WHAT YOU NEED TO DO
Give back exactly the lines of the data below, starting with the line that has "positive clicks: (683, 638)" and going on through the line that has "positive clicks: (685, 611)".

RECORD EXCERPTS

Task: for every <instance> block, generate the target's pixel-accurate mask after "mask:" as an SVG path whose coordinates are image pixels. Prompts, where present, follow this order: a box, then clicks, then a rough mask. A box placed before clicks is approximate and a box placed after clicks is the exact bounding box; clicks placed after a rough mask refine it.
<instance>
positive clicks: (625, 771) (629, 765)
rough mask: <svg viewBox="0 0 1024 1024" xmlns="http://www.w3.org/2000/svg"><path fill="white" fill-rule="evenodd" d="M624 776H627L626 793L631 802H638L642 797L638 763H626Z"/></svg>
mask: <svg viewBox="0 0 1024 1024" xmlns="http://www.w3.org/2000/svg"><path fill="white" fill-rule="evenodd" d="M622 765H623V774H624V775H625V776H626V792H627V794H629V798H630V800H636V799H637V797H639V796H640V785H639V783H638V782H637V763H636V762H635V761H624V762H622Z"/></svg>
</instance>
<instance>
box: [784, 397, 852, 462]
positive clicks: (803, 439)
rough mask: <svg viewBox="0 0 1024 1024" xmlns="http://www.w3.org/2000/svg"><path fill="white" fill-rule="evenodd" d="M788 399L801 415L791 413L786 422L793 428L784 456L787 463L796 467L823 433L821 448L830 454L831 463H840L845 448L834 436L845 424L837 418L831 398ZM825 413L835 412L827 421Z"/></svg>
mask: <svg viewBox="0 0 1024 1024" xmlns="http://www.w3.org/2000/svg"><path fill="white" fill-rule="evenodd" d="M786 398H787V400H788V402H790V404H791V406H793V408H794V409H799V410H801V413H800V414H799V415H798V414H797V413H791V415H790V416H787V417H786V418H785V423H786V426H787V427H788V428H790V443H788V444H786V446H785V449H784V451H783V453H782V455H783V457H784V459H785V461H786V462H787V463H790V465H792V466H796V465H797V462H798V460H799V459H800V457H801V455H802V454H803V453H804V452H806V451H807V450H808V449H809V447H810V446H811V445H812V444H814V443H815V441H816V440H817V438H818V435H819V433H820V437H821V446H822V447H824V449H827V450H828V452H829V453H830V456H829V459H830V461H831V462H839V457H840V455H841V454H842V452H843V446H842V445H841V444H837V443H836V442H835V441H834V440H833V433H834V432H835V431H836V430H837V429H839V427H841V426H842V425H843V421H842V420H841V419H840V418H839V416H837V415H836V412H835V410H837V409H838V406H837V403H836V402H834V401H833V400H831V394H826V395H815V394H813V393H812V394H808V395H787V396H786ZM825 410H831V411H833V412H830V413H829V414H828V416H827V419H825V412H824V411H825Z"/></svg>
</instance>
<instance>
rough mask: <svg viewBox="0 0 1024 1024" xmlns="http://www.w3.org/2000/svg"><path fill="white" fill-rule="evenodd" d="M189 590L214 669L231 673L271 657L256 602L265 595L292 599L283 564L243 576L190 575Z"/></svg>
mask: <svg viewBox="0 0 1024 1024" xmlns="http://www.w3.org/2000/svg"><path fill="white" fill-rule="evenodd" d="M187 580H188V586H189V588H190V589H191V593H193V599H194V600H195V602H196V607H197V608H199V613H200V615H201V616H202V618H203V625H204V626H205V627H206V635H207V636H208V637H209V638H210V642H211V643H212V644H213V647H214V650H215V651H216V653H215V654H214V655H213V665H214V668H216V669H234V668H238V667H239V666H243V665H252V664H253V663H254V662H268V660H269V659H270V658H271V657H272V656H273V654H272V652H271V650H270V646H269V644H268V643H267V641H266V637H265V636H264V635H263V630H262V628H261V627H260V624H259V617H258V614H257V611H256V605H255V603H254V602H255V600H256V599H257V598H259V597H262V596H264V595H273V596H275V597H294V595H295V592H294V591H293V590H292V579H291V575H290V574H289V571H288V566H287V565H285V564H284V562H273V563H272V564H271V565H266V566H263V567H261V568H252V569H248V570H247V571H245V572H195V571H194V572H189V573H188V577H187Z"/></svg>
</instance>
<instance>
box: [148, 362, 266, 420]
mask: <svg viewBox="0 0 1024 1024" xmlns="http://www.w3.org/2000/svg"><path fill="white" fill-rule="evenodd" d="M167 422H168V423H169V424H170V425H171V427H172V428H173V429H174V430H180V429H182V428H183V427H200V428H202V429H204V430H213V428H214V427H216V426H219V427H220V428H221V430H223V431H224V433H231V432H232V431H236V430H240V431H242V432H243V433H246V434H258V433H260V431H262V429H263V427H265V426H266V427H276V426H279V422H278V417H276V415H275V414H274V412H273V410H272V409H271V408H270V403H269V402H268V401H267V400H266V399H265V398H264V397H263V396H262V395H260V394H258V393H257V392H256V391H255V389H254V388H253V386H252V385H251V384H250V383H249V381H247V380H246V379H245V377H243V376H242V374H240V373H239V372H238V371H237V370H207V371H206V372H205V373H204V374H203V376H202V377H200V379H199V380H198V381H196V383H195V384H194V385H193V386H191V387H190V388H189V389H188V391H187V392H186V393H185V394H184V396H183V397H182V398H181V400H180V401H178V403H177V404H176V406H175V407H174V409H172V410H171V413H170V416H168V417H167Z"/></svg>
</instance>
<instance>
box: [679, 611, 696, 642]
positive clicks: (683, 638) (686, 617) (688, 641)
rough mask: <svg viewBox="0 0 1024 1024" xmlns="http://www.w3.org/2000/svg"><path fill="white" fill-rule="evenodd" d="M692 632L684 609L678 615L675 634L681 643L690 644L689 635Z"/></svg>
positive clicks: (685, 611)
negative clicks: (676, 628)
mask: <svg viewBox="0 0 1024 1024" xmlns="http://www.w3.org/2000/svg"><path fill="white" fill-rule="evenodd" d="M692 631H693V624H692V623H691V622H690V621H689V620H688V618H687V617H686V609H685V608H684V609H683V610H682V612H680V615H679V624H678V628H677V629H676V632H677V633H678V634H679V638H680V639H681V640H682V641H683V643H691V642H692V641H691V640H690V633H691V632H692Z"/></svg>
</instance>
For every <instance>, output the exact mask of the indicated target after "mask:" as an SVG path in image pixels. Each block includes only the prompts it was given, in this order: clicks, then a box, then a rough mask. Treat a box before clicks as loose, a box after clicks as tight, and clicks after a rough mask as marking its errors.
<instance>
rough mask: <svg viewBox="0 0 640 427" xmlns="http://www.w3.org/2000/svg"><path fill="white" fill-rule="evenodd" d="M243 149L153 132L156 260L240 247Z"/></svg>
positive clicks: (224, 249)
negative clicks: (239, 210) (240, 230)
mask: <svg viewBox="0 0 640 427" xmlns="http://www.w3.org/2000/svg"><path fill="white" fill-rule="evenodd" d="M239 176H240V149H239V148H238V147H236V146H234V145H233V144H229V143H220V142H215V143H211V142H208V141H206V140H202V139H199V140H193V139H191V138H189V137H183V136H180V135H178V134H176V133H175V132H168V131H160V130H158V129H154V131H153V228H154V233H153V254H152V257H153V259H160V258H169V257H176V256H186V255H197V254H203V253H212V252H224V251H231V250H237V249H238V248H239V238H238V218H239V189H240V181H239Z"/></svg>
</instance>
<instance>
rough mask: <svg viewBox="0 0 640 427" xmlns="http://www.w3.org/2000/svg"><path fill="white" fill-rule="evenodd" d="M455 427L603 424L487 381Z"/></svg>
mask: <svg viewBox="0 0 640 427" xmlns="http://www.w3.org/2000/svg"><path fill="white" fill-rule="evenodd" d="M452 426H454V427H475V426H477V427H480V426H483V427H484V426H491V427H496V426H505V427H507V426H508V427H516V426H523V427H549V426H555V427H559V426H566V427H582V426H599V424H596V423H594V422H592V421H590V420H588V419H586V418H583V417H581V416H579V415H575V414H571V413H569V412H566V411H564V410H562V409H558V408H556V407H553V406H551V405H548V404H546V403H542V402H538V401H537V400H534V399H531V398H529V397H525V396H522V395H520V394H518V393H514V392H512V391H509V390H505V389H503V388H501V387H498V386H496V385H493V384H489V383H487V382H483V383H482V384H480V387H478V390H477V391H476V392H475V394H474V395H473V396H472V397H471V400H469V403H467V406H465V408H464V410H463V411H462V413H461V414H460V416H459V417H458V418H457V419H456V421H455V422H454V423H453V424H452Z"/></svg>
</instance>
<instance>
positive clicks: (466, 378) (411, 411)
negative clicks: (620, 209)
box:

ANSWER TO THIS PROBLEM
positive clicks: (683, 638) (686, 617) (688, 641)
rough mask: <svg viewBox="0 0 1024 1024" xmlns="http://www.w3.org/2000/svg"><path fill="white" fill-rule="evenodd" d="M692 632L684 609L678 615L675 634L681 643L690 644L689 635Z"/></svg>
positive clicks: (685, 611)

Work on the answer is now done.